= SELECTED TEXT =
• • •

Whereas, OTTO is a “business associate” under the HIPAA Rules and the HITECH Act and may receive, create, maintain, and transmit protected health information (“PHI”) on Practice’s behalf in connection with the Services (defined below);

Whereas, the HIPAA Rules and the HITECH Act require that Practice contract with OTTO to mandate certain protections for the privacy and security of PHI that OTTO may receive, create, maintain, or transmit on Practice’s behalf while providing the Services; and

Whereas, Practice and OTTO intend for the BAA to satisfy their obligations under the HIPAA Rules and the HITECH Act, and any implementing regulations.

Now, therefore, in consideration of the foregoing, and for other good and valuable consideration, the receipt and adequacy of which is hereby acknowledged, the Parties agree as follows:


  • Definitions
    • Defined Terms Generally

.  Terms used in the BAA but not otherwise defined in the BAA shall have the same meaning as those terms in the HIPAA Rules and the HITECH Act.

• • •

= RECORDED INFORMATION =
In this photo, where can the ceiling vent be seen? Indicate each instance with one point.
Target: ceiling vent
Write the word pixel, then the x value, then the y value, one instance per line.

• • •

= WRITTEN TASK 1 =
In the business associate agreement text, what meaning do terms take when they are used in the BAA but not defined there?
= WRITTEN TASK 2 =
Carry on the business associate agreement text from its final sentence.

= FINAL ANSWER 1 =
They have the same meaning as those terms in the HIPAA Rules and the HITECH Act.

= FINAL ANSWER 2 =
  • Specific Defined Terms.
    • Breach. “Breach” shall have the meaning set forth in 45 CFR § 164.402.
    • Designated Record Set. “Designated Record Set” shall have the meaning set forth in 45 CFR § 164.501.
    • Electronic Protected Health Information. “Electronic Protected Health Information” shall have the meaning set forth in 45 CFR § 160.103. 
    • Individual. “Individual” shall have the meaning set forth in 45 CFR § 160.103 and shall include a person who qualifies as a “personal representative” pursuant to 45 CFR § 164.502(g).
    • Privacy Rule. “Privacy Rule” shall mean the Standards for Privacy of Individually Identifiable Health Information at 45 CFR Part 160 and Part 164, Subparts A and E.
    • Protected Health Information. “Protected Health Information” shall have the meaning set forth in 45 CFR § 160.103.  All references to PHI shall also include Electronic Protected Health Information as defined in 45 CFR § 160.103.
    • Required by Law. “Required by Law” shall have the meaning set forth in 45 CFR § 164.103.
    • Secretary. “Secretary” shall mean the Secretary of the Department of Health and Human Services or his or her designee.
    • Security Incident. “Security Incident” shall have the meaning set forth in 45 CFR § 164.304.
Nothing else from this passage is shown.